[Region pointing data]
————————

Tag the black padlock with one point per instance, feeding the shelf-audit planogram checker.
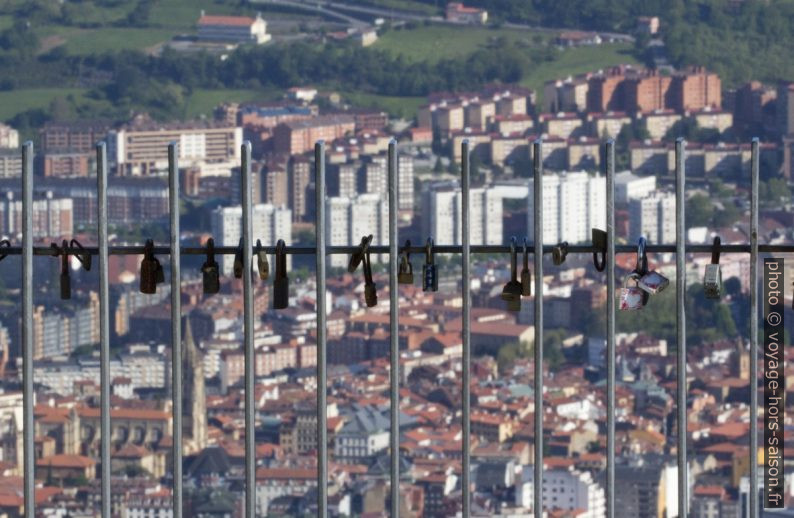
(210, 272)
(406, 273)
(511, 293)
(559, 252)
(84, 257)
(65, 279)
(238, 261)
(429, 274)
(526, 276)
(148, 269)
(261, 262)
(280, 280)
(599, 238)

————————

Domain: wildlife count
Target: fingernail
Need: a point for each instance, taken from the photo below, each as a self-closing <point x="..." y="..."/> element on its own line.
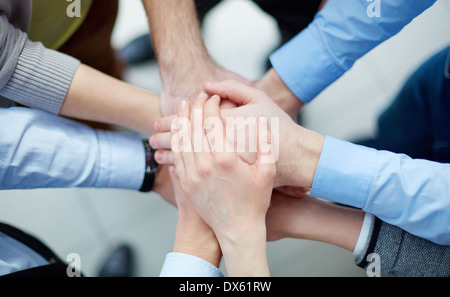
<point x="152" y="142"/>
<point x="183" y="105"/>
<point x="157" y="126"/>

————————

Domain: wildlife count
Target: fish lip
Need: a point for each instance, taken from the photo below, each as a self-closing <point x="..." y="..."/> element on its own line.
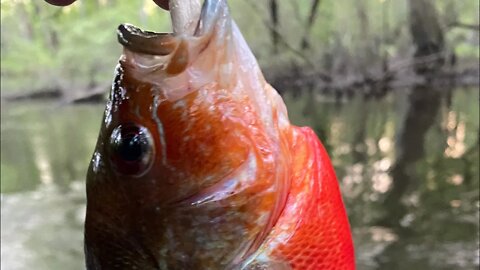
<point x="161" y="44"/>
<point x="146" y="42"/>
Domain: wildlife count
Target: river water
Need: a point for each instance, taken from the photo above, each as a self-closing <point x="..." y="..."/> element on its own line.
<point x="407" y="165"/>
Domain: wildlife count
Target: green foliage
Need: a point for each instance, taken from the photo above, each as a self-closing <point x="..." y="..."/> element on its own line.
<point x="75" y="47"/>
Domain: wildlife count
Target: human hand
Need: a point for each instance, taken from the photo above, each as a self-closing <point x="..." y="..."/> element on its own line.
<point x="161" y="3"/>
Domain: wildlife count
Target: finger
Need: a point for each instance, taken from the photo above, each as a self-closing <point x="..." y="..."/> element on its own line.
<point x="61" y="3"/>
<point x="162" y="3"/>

————————

**What the task asks**: Among the records above, repeat exactly the line with "Target: river water", the line with "Target: human hand", and every line in between, and only those.

**Finished task**:
Target: river water
Need: a point for each instance, taken from the photo above, each as a self-closing <point x="..." y="..."/> element on its own line.
<point x="407" y="165"/>
Domain: wildlife count
Target: green foliage
Need: a point for each instance, taken from the photo above, each as a self-closing <point x="..." y="..."/> element on its own line.
<point x="75" y="47"/>
Domain: wildlife count
Target: human hand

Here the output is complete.